* Testo di partenza:
_____

Sarà il terzo di Amy, leggenda del soul con un solo cd di successo
alle spalle, quel Back to Black nel quale cantava «tornerò nell’oscurità». Appunto.
È così: il cerimoniale dell’indotto macabro del rock è un déjà vu che non risparmia nemmeno l’elaborazione del lutto dei fan. Diari, fotografie, oggetti cari, fiori, indumenti intimi: tutto viene depositato presso la casa, sul luogo del decesso, sulla tomba dell’idolo che ci ha lasciati. Da Elvis a John Lennon, da James Dean a Lady Diana. Un pezzo di noi se ne va con loro. Idealmente li accompagna nell’altrove. Ma ci vuole una discreta dose di ottusità per buttare una bottiglia di vodka, dei sigari e delle lattine di birra tra gli ex voto di Amy Winehouse. È un gadget dell’idiozia, uno status symbol della scemenza, uno sberleffo insulso, un gioco oltranzista dal sapore autodistruttivo. La star che in Rehab cantava « hanno provato a farmi disintossicare ma io ho detto no no no» si è accasciata per sempre nel suo rifiuto. Ma una bottiglia di vodka tra i fiori, cos’è? Un invito a proseguire lo sballo nell’aldilà, quale che sia? O la rivendicazione oltranzista di un club di militanti della deriva? Vien da pensare sia il gesto di un fan che non voleva bene al suo idolo. O un gesto di scherno, un vezzo, una roulette russa giocata anche dopo che la morte è arrivata. In tutti i casi, un atto scriteriato.

_____

[Voci di puntamento]
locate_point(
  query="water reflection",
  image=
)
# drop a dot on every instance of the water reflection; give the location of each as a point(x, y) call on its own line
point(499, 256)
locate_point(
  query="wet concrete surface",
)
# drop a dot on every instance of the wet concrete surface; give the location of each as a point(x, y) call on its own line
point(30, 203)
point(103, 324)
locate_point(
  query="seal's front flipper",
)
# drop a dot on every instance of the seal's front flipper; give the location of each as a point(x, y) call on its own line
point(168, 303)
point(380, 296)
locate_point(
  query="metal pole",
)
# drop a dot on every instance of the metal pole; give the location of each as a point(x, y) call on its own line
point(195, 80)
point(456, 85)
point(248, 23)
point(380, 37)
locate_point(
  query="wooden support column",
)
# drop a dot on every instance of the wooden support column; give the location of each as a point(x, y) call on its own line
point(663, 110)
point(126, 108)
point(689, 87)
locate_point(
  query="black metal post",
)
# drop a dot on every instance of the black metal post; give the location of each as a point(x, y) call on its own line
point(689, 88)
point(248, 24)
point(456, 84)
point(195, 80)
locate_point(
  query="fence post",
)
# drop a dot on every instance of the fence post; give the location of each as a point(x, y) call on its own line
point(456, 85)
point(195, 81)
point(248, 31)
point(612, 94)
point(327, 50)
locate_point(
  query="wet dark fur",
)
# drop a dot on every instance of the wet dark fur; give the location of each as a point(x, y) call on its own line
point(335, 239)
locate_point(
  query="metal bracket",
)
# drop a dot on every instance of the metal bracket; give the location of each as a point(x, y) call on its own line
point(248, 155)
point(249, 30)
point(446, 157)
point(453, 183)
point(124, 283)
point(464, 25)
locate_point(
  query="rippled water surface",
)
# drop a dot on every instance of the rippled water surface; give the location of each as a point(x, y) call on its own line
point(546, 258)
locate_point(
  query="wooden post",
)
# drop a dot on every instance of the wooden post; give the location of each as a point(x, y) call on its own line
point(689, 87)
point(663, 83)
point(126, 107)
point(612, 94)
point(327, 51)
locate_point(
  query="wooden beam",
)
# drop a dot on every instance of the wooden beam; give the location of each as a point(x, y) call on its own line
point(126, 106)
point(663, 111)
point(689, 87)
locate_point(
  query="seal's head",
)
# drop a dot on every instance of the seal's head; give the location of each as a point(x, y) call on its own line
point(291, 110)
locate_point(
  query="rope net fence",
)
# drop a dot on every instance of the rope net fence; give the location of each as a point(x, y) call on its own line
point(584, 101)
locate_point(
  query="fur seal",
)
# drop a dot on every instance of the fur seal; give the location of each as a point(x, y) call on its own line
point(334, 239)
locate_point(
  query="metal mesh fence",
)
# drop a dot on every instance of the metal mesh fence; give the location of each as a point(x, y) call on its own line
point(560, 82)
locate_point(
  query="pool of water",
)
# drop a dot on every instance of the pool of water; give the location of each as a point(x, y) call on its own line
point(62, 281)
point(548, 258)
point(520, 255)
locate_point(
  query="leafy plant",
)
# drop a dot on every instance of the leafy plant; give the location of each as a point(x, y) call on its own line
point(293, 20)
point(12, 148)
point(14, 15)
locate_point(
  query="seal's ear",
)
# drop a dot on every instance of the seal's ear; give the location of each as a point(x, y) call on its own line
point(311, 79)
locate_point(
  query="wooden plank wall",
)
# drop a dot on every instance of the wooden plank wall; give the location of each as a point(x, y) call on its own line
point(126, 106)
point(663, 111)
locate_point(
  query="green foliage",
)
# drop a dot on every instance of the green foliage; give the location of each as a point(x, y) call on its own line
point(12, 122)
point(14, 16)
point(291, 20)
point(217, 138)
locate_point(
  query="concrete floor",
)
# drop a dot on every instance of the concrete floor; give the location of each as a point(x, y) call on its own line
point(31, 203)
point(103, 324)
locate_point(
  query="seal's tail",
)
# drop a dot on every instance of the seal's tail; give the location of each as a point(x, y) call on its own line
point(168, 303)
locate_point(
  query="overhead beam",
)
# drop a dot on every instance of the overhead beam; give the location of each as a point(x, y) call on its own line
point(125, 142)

_____

* Consegna:
Stabilisci se ciascuna affermazione concorda con il testo su Amy Winehouse, rispondendo sì o no e riportando tra virgolette le parole del testo che lo decidono.
1. Amy Winehouse aveva alle spalle più di un cd di successo.
2. Tra gli oggetti lasciati per Amy Winehouse c'erano anche dei sigari.
3. Il testo considera la bottiglia di vodka tra i fiori un gesto sensato.

* Risultato:
1. No: «con un solo cd di successo alle spalle».
2. Sì: «buttare una bottiglia di vodka, dei sigari e delle lattine di birra tra gli ex voto di Amy Winehouse».
3. No: «In tutti i casi, un atto scriteriato.»